● Directions
List every line in the rows below that contains the word "bending", matching case exactly.

● Data shown
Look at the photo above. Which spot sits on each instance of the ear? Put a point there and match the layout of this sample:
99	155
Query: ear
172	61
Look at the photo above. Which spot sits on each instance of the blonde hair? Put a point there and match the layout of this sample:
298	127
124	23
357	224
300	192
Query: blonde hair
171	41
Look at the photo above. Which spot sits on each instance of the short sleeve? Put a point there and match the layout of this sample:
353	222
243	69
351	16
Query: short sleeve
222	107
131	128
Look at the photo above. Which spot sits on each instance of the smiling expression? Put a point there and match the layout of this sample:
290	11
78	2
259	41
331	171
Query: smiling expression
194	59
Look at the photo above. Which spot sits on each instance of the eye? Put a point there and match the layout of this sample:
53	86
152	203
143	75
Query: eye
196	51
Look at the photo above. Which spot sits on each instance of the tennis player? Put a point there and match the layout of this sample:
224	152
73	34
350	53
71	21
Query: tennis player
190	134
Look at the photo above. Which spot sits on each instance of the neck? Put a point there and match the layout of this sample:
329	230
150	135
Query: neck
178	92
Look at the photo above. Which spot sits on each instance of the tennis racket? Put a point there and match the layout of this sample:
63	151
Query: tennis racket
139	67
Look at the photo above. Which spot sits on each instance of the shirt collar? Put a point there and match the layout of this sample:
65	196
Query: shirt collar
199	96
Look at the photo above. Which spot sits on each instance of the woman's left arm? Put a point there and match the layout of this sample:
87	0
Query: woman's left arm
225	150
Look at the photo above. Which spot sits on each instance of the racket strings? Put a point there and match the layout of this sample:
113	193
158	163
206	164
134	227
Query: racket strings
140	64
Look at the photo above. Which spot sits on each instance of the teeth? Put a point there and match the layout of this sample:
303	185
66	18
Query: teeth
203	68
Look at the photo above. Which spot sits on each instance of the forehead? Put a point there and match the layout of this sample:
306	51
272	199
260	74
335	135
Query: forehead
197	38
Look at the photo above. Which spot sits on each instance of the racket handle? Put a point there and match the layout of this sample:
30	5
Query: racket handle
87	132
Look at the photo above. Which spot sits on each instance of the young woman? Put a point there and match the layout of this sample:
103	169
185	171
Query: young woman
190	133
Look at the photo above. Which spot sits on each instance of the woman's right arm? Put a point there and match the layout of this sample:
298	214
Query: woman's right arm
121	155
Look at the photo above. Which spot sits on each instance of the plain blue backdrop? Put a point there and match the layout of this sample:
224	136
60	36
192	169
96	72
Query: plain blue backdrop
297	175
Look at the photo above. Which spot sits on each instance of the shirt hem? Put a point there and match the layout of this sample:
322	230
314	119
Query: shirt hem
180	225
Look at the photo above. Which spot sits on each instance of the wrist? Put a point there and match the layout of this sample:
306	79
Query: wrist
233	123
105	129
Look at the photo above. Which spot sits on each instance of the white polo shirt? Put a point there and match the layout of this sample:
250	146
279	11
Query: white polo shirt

...

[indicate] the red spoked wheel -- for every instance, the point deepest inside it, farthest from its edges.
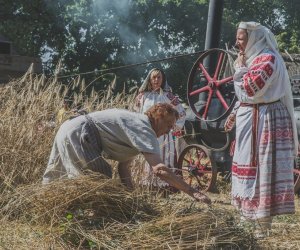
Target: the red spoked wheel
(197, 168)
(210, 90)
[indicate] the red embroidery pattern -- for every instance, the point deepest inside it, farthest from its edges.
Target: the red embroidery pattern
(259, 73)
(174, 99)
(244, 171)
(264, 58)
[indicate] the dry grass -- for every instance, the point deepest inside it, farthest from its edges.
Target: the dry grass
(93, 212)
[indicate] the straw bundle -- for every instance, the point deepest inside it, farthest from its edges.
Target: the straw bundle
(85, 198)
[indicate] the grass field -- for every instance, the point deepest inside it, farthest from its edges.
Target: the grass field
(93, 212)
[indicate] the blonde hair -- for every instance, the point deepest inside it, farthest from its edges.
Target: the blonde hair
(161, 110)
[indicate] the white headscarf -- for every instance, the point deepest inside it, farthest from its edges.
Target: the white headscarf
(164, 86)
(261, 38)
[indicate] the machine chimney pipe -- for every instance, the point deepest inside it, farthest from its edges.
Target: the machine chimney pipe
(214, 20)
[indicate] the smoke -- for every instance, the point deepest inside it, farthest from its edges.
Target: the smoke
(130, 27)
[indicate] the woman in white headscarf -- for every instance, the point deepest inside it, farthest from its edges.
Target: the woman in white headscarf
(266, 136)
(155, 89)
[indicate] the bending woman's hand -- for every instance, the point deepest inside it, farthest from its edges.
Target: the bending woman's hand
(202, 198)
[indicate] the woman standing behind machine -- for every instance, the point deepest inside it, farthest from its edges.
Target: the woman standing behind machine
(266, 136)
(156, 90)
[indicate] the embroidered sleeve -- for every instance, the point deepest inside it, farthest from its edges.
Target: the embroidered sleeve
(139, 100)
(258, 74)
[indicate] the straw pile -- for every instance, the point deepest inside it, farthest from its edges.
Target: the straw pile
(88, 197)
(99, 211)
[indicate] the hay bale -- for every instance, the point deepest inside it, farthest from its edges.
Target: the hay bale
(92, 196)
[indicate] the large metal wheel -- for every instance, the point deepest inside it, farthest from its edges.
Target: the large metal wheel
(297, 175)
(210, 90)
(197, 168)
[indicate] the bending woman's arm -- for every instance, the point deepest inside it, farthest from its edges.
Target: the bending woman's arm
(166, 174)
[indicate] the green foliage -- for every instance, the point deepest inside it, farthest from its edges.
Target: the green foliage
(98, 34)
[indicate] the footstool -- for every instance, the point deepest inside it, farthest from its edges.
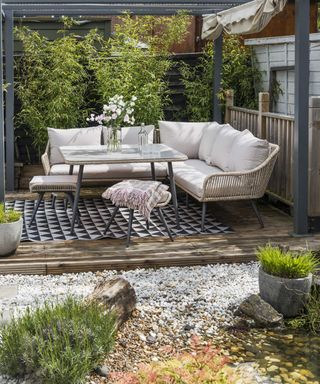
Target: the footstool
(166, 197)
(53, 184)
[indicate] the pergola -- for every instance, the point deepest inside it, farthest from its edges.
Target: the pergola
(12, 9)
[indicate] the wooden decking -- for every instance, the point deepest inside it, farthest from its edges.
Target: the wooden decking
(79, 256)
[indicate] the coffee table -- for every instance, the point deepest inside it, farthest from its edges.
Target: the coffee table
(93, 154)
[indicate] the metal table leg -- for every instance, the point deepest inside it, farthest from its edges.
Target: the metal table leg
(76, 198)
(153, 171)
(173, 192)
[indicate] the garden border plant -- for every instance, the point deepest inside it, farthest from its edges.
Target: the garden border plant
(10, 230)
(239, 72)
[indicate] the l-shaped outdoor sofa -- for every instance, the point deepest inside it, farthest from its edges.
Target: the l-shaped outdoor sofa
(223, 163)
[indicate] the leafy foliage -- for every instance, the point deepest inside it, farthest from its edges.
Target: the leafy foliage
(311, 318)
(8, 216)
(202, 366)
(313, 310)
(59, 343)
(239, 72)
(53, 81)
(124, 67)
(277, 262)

● The reply
[indicate] the bending woman's hand -- for every instance, the point deepest inside it, farthest from its edges.
Target: the bending woman's hand
[indicate] the bending woman's arm -- for every instance, the point deepest inside it, farthest from its edges.
Target: the bending woman's arm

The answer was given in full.